* START EXERCISE MATERIAL *

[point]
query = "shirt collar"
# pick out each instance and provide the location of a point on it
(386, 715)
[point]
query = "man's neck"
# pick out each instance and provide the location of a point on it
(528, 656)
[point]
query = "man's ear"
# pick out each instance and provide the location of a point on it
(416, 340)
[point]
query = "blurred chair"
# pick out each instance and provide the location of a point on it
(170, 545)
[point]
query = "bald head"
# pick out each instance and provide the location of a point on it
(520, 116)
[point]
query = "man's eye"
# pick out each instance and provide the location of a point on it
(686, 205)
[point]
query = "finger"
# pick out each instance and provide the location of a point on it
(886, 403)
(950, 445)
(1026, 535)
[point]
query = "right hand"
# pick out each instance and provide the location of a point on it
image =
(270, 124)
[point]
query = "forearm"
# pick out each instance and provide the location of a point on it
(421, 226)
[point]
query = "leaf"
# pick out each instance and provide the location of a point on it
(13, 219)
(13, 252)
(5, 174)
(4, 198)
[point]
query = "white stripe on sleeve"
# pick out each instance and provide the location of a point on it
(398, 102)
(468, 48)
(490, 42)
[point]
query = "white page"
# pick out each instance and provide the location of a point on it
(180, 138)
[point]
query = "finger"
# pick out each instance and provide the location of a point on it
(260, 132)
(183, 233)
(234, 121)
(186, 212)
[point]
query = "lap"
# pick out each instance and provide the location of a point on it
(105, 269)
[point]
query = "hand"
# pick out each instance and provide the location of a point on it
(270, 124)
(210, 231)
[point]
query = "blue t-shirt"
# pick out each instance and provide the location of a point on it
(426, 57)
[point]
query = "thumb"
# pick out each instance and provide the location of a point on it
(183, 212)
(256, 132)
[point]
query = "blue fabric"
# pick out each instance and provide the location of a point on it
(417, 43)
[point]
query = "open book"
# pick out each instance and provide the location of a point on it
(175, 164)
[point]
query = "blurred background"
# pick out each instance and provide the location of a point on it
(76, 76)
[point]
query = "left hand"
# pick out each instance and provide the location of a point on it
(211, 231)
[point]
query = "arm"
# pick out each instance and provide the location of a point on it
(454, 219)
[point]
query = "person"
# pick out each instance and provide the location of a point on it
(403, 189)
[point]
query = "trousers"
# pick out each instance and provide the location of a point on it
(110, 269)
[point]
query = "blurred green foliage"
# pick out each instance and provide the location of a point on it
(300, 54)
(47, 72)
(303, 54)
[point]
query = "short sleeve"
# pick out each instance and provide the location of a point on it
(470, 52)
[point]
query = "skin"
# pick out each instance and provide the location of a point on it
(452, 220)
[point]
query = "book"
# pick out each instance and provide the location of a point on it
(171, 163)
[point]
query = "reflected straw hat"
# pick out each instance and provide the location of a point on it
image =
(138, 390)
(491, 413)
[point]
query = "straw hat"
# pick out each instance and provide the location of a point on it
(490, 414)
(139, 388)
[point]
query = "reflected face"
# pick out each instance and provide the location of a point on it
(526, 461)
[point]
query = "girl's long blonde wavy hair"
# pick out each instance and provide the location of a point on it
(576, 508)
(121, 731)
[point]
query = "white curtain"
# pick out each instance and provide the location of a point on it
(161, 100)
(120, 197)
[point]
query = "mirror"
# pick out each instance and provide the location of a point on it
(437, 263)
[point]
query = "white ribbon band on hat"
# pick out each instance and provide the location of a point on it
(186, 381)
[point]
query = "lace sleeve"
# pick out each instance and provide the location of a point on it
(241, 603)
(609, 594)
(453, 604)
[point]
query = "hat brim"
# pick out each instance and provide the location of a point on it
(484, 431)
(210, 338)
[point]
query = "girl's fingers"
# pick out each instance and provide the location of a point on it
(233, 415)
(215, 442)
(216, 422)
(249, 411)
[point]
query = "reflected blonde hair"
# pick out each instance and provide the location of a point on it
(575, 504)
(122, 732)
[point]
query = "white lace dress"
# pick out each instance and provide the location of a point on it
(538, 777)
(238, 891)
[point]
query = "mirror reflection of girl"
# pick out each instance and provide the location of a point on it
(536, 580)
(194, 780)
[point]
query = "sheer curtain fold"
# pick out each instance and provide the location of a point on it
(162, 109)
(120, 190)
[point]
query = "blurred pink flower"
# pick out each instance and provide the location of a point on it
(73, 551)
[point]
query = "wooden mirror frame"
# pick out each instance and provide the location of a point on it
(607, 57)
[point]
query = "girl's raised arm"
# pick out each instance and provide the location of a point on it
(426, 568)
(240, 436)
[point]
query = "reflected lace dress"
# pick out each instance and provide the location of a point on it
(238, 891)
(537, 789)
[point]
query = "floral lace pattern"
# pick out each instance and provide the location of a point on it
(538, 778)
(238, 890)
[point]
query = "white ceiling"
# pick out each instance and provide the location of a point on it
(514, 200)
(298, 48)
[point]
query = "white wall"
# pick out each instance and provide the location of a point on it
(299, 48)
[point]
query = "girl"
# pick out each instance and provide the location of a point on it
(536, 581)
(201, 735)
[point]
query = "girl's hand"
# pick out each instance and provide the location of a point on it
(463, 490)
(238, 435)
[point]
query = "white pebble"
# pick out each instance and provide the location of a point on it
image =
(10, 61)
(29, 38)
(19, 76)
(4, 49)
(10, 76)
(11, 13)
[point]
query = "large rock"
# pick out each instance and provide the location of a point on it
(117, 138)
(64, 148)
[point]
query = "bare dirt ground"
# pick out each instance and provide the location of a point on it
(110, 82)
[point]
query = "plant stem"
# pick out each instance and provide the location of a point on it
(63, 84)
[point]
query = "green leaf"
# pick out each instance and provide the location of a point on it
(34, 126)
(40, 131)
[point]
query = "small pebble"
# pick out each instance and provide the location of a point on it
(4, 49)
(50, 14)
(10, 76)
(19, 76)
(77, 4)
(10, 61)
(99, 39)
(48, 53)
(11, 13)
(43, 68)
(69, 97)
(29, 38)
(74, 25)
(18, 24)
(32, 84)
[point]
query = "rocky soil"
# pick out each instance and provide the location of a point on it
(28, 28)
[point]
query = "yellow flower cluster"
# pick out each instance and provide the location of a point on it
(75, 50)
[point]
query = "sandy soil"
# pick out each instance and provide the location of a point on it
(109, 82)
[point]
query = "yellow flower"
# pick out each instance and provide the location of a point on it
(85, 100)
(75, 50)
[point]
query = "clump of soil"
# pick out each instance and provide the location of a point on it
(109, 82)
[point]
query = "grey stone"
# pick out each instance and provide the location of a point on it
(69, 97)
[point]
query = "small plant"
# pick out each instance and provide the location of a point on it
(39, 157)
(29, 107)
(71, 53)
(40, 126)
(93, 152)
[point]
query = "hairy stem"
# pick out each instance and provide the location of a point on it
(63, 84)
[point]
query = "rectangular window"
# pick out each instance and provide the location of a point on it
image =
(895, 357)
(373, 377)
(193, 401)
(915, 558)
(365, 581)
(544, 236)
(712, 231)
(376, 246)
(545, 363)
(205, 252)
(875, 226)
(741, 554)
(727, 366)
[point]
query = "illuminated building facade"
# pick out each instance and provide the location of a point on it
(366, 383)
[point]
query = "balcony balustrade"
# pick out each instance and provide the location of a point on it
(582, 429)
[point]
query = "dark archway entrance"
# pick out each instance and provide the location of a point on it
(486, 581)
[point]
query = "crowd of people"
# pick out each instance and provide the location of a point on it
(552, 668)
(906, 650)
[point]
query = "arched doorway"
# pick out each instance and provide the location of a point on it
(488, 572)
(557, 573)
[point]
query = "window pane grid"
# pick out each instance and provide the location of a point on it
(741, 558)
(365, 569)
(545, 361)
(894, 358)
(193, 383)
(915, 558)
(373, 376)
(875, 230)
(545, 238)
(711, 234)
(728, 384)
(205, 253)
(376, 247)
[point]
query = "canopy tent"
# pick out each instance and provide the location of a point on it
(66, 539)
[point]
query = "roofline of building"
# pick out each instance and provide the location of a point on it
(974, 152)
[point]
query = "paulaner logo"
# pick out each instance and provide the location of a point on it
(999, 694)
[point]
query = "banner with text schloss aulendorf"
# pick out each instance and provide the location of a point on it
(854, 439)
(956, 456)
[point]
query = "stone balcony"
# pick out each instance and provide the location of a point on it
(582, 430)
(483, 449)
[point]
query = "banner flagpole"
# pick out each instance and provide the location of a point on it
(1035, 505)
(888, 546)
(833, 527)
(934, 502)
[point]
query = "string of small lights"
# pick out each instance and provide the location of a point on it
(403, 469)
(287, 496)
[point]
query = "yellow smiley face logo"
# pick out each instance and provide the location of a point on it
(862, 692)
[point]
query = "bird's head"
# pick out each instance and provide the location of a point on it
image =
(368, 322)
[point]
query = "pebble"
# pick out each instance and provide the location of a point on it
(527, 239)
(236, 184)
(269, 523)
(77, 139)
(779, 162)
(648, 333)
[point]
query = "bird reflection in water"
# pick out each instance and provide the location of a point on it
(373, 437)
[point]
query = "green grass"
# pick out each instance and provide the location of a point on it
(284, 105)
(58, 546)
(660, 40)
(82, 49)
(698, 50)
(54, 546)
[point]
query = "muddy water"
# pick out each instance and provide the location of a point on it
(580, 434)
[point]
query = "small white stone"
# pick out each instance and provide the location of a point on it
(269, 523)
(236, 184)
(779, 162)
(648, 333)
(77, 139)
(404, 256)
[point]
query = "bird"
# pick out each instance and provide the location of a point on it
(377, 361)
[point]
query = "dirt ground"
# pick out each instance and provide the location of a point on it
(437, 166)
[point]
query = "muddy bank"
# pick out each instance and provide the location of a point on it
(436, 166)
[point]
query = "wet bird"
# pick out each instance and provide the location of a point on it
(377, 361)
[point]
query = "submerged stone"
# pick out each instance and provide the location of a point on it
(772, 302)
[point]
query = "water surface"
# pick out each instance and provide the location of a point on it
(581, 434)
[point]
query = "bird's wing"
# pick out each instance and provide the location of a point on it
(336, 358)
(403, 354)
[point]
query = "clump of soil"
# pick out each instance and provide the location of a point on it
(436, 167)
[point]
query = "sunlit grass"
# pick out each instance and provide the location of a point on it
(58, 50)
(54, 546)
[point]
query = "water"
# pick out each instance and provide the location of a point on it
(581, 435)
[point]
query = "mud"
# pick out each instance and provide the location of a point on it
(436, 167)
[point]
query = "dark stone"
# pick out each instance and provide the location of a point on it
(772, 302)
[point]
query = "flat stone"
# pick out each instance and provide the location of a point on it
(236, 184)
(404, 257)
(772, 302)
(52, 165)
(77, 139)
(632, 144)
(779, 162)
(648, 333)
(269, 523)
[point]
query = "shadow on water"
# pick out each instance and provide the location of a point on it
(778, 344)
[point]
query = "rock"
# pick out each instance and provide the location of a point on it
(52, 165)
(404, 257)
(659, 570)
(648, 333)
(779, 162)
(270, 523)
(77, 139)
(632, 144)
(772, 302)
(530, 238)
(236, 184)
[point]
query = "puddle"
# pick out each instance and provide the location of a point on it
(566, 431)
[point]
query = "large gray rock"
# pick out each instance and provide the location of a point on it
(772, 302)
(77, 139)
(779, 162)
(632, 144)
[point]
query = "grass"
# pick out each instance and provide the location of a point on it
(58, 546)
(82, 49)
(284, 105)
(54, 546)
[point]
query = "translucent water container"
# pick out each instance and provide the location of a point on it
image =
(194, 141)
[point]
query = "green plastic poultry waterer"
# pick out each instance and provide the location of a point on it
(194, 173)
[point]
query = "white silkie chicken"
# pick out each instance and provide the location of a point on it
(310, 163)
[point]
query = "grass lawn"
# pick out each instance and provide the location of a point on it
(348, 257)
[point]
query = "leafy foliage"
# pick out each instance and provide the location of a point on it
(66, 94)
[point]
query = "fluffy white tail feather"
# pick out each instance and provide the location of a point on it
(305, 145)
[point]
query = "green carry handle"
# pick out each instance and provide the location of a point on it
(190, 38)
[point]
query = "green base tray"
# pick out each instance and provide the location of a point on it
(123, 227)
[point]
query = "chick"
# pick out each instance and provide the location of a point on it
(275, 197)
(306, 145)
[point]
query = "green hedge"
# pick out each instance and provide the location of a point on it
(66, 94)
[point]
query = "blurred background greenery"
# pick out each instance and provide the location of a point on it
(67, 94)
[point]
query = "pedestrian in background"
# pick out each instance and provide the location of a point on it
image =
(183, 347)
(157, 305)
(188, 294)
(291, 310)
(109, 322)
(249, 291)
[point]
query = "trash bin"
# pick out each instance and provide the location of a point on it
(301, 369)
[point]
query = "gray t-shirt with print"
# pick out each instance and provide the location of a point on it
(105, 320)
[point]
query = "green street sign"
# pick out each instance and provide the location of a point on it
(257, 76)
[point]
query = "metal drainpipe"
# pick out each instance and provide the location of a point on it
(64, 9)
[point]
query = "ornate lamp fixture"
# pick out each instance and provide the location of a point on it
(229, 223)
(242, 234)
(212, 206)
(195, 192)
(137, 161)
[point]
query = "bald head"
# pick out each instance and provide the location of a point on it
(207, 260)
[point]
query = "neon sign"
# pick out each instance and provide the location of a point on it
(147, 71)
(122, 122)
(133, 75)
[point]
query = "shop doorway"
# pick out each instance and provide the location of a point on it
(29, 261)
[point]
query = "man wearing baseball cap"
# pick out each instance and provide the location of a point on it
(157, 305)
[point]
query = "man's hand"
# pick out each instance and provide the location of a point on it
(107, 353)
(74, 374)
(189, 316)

* END EXERCISE MATERIAL *

(PROBLEM DETAILS)
Count the lines of the records above that contain the string "small", treating uppercase and lowercase as distinct, and give only the number.

(ANSWER TO THE PROBLEM)
4